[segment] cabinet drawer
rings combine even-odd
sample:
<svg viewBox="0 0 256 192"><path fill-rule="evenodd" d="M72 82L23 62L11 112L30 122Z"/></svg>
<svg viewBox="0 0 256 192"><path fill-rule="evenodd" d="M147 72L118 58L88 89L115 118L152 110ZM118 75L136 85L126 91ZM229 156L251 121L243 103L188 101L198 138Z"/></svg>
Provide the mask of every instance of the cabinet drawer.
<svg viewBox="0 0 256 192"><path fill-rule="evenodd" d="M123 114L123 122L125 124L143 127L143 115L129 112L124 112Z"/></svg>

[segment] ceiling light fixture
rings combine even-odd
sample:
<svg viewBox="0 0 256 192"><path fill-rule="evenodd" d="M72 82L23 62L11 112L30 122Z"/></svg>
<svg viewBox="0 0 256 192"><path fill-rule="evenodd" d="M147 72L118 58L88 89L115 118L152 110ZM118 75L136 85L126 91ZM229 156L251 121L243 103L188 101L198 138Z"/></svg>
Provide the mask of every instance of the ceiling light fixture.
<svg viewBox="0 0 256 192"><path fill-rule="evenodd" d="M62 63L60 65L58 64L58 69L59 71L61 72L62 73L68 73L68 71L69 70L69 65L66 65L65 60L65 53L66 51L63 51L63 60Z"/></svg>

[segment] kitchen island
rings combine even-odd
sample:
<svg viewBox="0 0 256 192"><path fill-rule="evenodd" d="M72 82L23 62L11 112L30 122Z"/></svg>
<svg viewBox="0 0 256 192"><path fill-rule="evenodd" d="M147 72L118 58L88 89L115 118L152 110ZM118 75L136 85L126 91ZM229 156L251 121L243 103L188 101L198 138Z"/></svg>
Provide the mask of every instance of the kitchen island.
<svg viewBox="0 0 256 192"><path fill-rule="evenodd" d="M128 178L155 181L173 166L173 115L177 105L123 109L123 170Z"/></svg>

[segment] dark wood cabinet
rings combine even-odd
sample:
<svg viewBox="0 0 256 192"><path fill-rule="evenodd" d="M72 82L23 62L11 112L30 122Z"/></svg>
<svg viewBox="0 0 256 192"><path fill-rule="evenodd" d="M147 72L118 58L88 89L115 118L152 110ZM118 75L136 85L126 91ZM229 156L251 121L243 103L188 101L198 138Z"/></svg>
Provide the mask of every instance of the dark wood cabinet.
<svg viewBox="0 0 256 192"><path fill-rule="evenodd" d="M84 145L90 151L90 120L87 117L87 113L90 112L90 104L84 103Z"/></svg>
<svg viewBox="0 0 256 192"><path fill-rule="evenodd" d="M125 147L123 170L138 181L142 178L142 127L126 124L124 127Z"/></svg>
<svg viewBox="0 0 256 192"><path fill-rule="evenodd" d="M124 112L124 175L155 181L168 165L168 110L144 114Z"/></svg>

- WHAT IS EXPECTED -
Render the records as a Markdown table with columns "Entry" and "Content", starting at the line containing "[segment] dark wood cabinet" and running through the final line of the records, both ends included. Give each line its own row with a running number, and omit any blank lines.

- TASK OUTPUT -
| Entry | Content |
|---|---|
| 1 | [segment] dark wood cabinet |
| 2 | rings combine even-odd |
| 3 | sample: |
| 4 | <svg viewBox="0 0 256 192"><path fill-rule="evenodd" d="M72 82L23 62L11 112L30 122Z"/></svg> |
| 5 | <svg viewBox="0 0 256 192"><path fill-rule="evenodd" d="M147 72L118 58L88 89L115 118L152 110ZM118 75L136 85L126 91ZM229 156L251 121L243 103L188 101L198 138Z"/></svg> |
| 6 | Provide the mask of every instance of the dark wood cabinet. |
| 7 | <svg viewBox="0 0 256 192"><path fill-rule="evenodd" d="M84 145L90 151L90 120L87 117L87 113L90 112L90 104L84 103Z"/></svg> |
| 8 | <svg viewBox="0 0 256 192"><path fill-rule="evenodd" d="M125 147L123 170L138 181L142 178L142 127L126 124L124 127Z"/></svg> |
| 9 | <svg viewBox="0 0 256 192"><path fill-rule="evenodd" d="M124 112L124 175L155 181L168 165L168 110L144 114Z"/></svg> |